= TAREFAS A REALIZAR =
a – Na notícia sobre o agente da PSP, substitua "estalada" por "bofetada" no trecho de "O Tribunal de" até "mentido em tribunal." e apresente o trecho alterado.
b – Responda a estas perguntas sobre a notícia do agente da PSP:
(i) De quanto é a multa que o agente foi condenado a pagar?
(ii) Que idade tem Grisa Iosif Luchian?
(iii) Em que esquadra prestava serviço Vítor Bárcia?
c – Continue a notícia sobre a bofetada dada pelo agente da PSP a partir do ponto em que termina.

= TEXTO A LER =
País
22 outubro 2019 às 12h45

Bofetada vai custar 680 euros a agente da PSP

O Tribunal de Relação de Lisboa confirmou a sentença do agente da PSP Vítor Bárcia, condenado há um ano a pagar uma multa de 680 euros por ter dado uma estalada a um jovem e mentido em tribunal.

Grisa Iosif Luchian, de 20 anos, melhor aluno da sua turma quando frequentou o Agrupamento de Escolas de Alfornelos, passeava na sua bicicleta, em plena luz do dia, numa rua da Amadora. Atirou uma beata de cigarro para o chão e, nesse momento, foi parado por um grupo de quatro agentes fardados da PSP.

Um dos polícias, Vítor Bárcia, na altura (2016) com 27 anos, que prestava serviço na Esquadra de Alfragide, no comando da Amadora, "sem que qualquer motivo o justificasse, desferiu uma chapada, de mão aberta, na face esquerda" de Grisa.

= EXCERTOS DOS DADOS =
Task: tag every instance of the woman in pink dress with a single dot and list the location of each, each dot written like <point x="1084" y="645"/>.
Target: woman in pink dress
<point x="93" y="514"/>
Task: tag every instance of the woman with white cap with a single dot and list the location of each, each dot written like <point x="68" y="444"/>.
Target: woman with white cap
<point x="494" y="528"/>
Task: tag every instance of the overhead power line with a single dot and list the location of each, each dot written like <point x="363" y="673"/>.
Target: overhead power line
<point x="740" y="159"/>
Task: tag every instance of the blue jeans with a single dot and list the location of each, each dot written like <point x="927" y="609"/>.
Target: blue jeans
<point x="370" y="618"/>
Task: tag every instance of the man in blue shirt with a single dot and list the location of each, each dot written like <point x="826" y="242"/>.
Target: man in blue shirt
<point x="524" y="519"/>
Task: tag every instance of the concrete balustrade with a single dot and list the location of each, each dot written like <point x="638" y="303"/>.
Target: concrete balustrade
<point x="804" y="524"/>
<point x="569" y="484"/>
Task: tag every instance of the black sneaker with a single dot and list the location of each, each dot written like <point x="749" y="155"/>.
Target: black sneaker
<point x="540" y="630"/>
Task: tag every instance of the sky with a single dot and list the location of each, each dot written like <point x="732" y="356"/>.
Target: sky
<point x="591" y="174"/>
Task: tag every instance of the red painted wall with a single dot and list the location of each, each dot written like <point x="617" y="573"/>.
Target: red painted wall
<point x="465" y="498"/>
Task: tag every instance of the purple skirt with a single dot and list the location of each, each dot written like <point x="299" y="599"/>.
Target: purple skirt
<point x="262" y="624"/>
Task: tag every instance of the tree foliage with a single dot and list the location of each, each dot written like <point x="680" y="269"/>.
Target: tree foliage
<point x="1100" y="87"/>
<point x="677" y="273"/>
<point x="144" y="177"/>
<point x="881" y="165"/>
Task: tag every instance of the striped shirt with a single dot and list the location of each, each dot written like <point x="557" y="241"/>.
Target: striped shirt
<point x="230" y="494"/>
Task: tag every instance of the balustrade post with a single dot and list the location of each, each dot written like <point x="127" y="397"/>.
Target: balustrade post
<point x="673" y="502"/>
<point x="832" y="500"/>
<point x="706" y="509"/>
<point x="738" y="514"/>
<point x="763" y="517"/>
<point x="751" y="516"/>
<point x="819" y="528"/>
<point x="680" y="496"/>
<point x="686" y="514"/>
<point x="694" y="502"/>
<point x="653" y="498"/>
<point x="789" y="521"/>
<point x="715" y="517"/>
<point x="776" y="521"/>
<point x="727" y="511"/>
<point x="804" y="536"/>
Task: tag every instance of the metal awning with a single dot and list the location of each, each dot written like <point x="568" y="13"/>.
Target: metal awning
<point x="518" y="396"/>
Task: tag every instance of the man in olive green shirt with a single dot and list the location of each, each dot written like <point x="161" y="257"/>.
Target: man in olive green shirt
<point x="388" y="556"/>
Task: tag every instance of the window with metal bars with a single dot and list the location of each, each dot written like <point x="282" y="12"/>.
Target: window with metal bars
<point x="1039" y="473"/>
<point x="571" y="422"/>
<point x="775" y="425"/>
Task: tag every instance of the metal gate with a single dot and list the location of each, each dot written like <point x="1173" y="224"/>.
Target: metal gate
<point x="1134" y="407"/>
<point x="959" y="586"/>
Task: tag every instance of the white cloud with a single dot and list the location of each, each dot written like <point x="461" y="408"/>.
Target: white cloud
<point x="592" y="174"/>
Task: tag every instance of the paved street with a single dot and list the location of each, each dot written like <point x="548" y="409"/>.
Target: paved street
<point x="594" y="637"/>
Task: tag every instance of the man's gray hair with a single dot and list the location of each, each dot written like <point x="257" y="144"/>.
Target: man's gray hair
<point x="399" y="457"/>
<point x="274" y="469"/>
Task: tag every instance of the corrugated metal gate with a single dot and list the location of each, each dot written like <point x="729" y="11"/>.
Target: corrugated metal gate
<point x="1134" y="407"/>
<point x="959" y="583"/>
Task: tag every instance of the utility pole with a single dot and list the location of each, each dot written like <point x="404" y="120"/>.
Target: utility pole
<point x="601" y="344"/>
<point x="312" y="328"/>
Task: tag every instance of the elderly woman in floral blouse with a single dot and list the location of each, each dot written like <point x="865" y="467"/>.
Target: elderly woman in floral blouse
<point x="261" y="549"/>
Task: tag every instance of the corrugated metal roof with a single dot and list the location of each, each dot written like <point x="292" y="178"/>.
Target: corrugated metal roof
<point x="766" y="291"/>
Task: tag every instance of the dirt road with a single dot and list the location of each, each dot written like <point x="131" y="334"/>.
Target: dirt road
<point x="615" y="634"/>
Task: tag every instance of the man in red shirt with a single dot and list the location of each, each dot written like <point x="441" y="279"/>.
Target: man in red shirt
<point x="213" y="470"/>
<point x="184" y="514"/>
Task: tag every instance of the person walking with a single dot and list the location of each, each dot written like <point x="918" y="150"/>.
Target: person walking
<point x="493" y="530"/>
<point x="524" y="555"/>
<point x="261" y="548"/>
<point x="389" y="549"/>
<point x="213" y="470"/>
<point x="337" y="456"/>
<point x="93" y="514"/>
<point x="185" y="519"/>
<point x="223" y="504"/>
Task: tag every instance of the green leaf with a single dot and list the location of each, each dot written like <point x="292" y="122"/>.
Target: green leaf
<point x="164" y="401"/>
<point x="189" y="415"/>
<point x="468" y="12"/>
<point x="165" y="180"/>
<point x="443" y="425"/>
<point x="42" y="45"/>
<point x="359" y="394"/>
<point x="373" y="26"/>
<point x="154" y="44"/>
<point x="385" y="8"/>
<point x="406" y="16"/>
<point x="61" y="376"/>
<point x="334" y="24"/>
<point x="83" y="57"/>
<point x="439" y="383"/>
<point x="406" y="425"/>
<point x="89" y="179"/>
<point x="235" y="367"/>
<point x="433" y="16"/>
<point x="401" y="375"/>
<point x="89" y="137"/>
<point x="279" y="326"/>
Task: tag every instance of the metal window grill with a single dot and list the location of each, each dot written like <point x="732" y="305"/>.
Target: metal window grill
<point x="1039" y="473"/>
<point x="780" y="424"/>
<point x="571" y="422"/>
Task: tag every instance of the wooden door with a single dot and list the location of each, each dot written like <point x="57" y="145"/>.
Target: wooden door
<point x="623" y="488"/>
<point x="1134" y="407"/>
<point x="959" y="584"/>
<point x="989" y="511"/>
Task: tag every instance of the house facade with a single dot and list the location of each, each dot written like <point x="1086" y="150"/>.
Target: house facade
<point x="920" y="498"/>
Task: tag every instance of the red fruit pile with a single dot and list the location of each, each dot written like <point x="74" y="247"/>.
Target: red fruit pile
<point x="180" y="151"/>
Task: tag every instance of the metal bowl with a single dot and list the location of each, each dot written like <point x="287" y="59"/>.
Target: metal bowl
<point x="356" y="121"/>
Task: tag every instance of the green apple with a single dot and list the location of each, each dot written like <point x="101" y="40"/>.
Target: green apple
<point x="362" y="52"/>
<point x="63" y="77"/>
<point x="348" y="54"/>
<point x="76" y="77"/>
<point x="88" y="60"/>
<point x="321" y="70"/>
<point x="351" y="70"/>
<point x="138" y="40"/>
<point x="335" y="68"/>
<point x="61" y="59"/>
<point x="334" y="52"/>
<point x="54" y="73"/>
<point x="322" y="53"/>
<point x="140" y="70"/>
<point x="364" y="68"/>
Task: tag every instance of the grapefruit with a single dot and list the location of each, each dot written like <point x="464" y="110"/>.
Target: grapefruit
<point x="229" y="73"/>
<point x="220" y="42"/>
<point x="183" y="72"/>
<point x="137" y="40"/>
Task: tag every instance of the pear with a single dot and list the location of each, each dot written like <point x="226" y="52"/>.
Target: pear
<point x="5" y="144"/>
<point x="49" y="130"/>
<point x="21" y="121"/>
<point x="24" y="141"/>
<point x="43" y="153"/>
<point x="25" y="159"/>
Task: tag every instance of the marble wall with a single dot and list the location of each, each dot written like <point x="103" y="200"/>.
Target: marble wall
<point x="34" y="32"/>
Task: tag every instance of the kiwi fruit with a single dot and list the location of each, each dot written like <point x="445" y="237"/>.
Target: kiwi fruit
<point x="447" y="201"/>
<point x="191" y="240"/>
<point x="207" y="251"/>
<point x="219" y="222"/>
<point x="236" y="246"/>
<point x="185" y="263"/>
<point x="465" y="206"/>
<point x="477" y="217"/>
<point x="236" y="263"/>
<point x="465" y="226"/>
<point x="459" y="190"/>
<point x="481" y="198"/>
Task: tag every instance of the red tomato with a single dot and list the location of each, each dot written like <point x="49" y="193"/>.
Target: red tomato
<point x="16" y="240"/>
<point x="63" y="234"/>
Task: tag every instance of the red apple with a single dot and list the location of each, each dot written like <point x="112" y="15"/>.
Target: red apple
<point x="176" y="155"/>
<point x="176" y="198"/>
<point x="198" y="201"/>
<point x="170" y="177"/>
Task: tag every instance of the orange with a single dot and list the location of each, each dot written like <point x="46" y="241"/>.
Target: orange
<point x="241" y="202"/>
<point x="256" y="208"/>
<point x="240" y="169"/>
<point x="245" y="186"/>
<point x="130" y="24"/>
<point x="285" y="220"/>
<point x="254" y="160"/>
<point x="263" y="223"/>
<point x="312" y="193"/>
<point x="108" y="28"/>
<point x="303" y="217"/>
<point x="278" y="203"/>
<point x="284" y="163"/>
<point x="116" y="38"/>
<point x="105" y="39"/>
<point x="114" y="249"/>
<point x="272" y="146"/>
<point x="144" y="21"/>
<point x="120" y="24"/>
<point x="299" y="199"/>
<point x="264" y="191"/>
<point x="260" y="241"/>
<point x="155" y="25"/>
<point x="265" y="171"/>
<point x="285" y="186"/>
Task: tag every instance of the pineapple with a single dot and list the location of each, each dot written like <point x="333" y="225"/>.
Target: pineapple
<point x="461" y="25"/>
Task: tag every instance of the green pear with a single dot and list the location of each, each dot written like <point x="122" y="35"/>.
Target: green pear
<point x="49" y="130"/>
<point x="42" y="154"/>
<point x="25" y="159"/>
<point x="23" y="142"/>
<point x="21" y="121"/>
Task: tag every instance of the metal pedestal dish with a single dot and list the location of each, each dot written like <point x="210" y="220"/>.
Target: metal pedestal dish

= RESULTADOS DAS TAREFAS =
a –
O Tribunal de Relação de Lisboa confirmou a sentença do agente da PSP Vítor Bárcia, condenado há um ano a pagar uma multa de 680 euros por ter dado uma bofetada a um jovem e mentido em tribunal.

b –
(i) 680 euros.
(ii) 20 anos.
(iii) Na Esquadra de Alfragide, no comando da Amadora.

c –
Esta foi a versão que o tribunal da Amadora considerou verdadeira e por isso, no dia cinco de abril de 2018, condenou o agente Bárcia a uma pena de prisão de três meses, convertida em 680 euros de multa, pelo crime de ofensa à integridade física qualificada.

O polícia recorreu da sentença da chapada, mas o Tribunal de Relação de Lisboa concordou com a condenação das magistrados da Amadora.

O agente em causa foi condenado já este ano, noutro processo, a dois anos e oito meses de prisão - suspensos por dois anos - por ter agredido violentamente um homem, em 2015 durante o trajeto para a esquadra e depois nas instalações policiais. E a pagar dez mil euros de indemnização à vítima.

Decisão "não foi leviana"

"Este Tribunal não encontra qualquer erro de julgamento, seja na interpretação e valoração da prova (...) seja no juízo formulado quanto à sua adequação e suficiência para sustentar os factos em causa", escrevem os juízes desembargadores no Acórdão de Tribunal de Relação, a que o DN teve acesso.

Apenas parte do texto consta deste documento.